- EXERCISE BRIEF -
Repeat the whole listing below, word for word.

- RECORDS TO PROCESS -
┄┄┄┄┄┄

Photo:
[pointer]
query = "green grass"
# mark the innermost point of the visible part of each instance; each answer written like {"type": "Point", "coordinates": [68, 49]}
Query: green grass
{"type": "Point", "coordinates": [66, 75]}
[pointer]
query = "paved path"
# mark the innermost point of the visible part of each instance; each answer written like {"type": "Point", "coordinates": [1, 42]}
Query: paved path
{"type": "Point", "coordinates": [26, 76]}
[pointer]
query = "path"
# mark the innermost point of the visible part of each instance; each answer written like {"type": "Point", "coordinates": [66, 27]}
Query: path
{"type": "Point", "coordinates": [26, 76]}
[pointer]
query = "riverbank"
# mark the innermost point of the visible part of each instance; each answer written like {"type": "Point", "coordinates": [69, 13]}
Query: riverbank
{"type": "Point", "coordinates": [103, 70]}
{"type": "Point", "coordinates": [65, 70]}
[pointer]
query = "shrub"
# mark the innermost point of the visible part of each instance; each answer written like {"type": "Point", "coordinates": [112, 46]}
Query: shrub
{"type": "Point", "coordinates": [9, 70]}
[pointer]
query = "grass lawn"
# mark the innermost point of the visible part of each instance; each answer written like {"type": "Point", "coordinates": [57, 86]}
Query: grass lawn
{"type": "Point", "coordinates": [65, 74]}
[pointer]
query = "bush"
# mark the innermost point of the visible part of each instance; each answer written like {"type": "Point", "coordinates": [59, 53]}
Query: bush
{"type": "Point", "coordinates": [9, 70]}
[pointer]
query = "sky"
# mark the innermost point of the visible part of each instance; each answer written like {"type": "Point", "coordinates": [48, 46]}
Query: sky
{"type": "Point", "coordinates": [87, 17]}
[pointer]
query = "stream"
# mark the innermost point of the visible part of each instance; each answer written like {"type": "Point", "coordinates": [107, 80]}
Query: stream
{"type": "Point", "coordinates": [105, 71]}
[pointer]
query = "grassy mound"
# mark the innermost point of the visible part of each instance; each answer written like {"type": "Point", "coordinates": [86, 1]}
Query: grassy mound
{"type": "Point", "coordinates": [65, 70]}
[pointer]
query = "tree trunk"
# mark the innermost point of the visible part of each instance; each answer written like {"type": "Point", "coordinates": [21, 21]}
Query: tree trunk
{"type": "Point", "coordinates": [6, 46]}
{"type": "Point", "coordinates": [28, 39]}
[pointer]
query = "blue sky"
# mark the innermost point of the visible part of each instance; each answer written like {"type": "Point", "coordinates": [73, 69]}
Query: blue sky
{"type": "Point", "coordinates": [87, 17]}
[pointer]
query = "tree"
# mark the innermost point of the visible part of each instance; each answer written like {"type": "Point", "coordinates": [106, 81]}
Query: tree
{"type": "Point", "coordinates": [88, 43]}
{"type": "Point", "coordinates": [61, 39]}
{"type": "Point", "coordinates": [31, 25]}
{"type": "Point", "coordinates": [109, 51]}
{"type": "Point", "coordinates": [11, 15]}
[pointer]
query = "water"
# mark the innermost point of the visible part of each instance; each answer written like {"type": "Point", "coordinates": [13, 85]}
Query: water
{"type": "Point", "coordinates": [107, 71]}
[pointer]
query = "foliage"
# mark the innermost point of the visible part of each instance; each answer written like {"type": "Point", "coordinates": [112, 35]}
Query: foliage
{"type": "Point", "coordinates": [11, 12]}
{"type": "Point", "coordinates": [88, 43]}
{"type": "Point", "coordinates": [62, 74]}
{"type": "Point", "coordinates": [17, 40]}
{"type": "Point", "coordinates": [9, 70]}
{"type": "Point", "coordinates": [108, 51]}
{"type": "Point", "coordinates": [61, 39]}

┄┄┄┄┄┄

- CORRECT RESPONSE -
Photo:
[pointer]
query = "green grass"
# mark the innermost point of the visible part of each instance; each answer written like {"type": "Point", "coordinates": [68, 49]}
Query: green grass
{"type": "Point", "coordinates": [66, 75]}
[pointer]
query = "paved path"
# mark the innermost point of the visible part of each instance; each answer written like {"type": "Point", "coordinates": [1, 42]}
Query: paved path
{"type": "Point", "coordinates": [26, 76]}
[pointer]
query = "path"
# mark the innermost point of the visible part of each instance; each answer written like {"type": "Point", "coordinates": [66, 27]}
Query: path
{"type": "Point", "coordinates": [26, 76]}
[pointer]
query = "riverbank"
# mark the innermost point of the visible part of each instance; each answer written like {"type": "Point", "coordinates": [69, 13]}
Query: riverbank
{"type": "Point", "coordinates": [103, 70]}
{"type": "Point", "coordinates": [65, 70]}
[pointer]
query = "shrub"
# mark the innermost point of the visible part of each instance; each answer written like {"type": "Point", "coordinates": [112, 46]}
Query: shrub
{"type": "Point", "coordinates": [9, 70]}
[pointer]
query = "grass lawn"
# mark the innermost point of the visible part of each instance; each answer written like {"type": "Point", "coordinates": [57, 86]}
Query: grass lawn
{"type": "Point", "coordinates": [65, 74]}
[pointer]
query = "bush"
# mark the innermost point of the visible part of each instance; each answer written like {"type": "Point", "coordinates": [59, 53]}
Query: bush
{"type": "Point", "coordinates": [9, 70]}
[pointer]
query = "sky"
# mark the innermost point of the visible part of each instance; each answer written like {"type": "Point", "coordinates": [48, 46]}
Query: sky
{"type": "Point", "coordinates": [87, 17]}
[pointer]
query = "stream"
# mark the innermost point of the visible part of each instance; each answer written like {"type": "Point", "coordinates": [107, 80]}
Query: stream
{"type": "Point", "coordinates": [105, 71]}
[pointer]
query = "grassy mound"
# mark the innermost point of the visible part of each instance; each answer written like {"type": "Point", "coordinates": [86, 1]}
Query: grassy mound
{"type": "Point", "coordinates": [65, 70]}
[pointer]
query = "tree trunk"
# mark the innermost point of the visible part of each instance; each answer written like {"type": "Point", "coordinates": [21, 21]}
Query: tree trunk
{"type": "Point", "coordinates": [6, 46]}
{"type": "Point", "coordinates": [28, 39]}
[pointer]
query = "blue sky"
# mark the innermost point of the visible part of each instance; each answer written like {"type": "Point", "coordinates": [73, 69]}
Query: blue sky
{"type": "Point", "coordinates": [87, 17]}
[pointer]
query = "tree"
# mark the innermost point of the visible part of each instance; each answer written like {"type": "Point", "coordinates": [106, 81]}
Query: tree
{"type": "Point", "coordinates": [88, 43]}
{"type": "Point", "coordinates": [61, 39]}
{"type": "Point", "coordinates": [31, 25]}
{"type": "Point", "coordinates": [109, 51]}
{"type": "Point", "coordinates": [11, 15]}
[pointer]
query = "water"
# mark the innermost point of the visible part of each instance; each answer written like {"type": "Point", "coordinates": [13, 85]}
Query: water
{"type": "Point", "coordinates": [107, 71]}
[pointer]
query = "foliage"
# mark the innermost point of the visible part of each instance; each answer written like {"type": "Point", "coordinates": [112, 35]}
Query: foliage
{"type": "Point", "coordinates": [11, 12]}
{"type": "Point", "coordinates": [88, 43]}
{"type": "Point", "coordinates": [62, 74]}
{"type": "Point", "coordinates": [17, 40]}
{"type": "Point", "coordinates": [9, 70]}
{"type": "Point", "coordinates": [108, 51]}
{"type": "Point", "coordinates": [61, 39]}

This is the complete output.